%%
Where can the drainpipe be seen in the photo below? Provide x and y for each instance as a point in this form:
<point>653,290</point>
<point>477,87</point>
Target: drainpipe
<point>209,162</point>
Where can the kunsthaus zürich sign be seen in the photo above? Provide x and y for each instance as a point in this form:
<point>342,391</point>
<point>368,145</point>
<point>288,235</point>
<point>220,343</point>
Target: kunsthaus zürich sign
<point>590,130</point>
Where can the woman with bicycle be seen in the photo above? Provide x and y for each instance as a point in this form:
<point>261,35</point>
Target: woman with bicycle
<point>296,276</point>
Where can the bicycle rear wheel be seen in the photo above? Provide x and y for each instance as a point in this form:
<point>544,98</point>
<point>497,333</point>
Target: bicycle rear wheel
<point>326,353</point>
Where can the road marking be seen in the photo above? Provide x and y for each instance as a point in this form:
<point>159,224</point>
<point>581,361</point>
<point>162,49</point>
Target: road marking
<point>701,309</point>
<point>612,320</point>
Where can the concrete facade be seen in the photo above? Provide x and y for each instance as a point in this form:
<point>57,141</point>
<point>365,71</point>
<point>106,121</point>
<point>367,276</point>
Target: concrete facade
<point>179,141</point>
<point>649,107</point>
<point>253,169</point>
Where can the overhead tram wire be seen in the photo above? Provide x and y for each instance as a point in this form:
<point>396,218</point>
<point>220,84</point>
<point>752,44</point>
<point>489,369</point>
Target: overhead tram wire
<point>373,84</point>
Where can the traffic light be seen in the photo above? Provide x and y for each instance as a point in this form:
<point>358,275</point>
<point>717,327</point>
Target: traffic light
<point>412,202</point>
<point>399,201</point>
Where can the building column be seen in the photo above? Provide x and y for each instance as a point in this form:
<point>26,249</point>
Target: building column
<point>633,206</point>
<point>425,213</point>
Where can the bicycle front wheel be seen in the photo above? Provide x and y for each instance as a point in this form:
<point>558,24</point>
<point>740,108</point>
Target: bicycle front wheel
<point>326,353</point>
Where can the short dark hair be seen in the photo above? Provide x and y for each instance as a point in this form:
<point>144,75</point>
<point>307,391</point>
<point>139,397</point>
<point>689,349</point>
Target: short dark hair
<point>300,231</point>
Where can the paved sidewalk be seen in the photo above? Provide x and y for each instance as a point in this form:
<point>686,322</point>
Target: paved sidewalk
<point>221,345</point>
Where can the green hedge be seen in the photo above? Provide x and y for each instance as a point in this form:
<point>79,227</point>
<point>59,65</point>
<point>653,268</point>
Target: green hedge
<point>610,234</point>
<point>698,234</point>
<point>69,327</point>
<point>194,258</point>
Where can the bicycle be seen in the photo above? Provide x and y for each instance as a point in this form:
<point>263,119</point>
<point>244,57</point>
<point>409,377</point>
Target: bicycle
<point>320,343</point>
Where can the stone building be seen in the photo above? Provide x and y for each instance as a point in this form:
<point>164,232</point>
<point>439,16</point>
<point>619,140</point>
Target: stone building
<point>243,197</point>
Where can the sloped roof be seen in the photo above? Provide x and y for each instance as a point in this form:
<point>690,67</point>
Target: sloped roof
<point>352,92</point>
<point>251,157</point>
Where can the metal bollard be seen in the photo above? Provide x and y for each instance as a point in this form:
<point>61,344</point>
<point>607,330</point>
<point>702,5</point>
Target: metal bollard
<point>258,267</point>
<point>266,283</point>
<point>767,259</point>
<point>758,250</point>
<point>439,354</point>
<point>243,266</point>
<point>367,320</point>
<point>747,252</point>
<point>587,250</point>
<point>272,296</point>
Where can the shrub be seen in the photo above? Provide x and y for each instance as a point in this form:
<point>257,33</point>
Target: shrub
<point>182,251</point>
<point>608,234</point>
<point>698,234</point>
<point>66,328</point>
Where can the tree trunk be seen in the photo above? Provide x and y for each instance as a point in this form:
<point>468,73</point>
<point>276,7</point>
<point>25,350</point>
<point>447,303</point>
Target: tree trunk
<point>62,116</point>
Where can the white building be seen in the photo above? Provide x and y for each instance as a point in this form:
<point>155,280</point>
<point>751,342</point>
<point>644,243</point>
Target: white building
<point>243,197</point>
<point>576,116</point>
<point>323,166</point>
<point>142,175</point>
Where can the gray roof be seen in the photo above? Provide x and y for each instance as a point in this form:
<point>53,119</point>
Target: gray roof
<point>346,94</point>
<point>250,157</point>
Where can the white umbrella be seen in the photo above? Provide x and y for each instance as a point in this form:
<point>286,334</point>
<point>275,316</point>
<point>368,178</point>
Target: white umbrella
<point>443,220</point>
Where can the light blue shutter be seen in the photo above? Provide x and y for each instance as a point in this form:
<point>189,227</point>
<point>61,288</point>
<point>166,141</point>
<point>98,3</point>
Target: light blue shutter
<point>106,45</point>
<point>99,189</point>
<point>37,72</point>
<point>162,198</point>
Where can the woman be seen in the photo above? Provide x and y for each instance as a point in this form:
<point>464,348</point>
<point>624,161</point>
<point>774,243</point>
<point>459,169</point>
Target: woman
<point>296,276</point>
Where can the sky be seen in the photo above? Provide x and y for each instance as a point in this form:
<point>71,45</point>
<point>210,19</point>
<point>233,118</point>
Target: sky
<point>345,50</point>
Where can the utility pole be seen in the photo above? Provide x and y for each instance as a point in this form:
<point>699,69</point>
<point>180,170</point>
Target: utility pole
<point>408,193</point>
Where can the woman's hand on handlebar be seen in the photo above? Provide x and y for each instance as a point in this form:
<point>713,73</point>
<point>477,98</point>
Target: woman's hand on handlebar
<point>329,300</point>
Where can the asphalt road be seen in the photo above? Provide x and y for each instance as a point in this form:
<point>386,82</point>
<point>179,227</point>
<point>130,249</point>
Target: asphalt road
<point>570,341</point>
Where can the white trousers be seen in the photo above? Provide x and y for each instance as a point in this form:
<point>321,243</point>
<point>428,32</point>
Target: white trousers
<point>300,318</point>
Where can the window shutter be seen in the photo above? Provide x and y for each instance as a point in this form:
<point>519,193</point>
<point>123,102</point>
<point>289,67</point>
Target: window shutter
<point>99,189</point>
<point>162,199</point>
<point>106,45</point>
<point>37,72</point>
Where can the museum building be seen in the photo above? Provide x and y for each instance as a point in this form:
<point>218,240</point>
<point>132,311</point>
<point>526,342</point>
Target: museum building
%%
### [Exercise objective]
Reproduce everything from the line containing "Where can the utility" down to the line containing "<point>300,318</point>", both included, and move each answer point by adding 43 to its x and y coordinates. Leave the rest of those lines unchanged and give only that stretch of rows.

### [Task output]
Where can the utility pole be seen in the photo above? Provide x and y for each instance as a point in this form:
<point>699,69</point>
<point>180,170</point>
Target: utility pole
<point>451,236</point>
Where can the woman's hand on handlebar be seen in the photo above? Provide x and y for each instance as a point in this form:
<point>713,73</point>
<point>477,98</point>
Target: woman's hand on handlebar
<point>372,343</point>
Where can the asphalt road be seen in the photo above? Provide x and y for each instance as a point in this form:
<point>386,82</point>
<point>179,227</point>
<point>130,249</point>
Target: asphalt road
<point>613,384</point>
Where can the white trousers be seen in the photo above? Provide x and y for each instance as a point in this form:
<point>321,243</point>
<point>428,32</point>
Target: white trousers
<point>343,361</point>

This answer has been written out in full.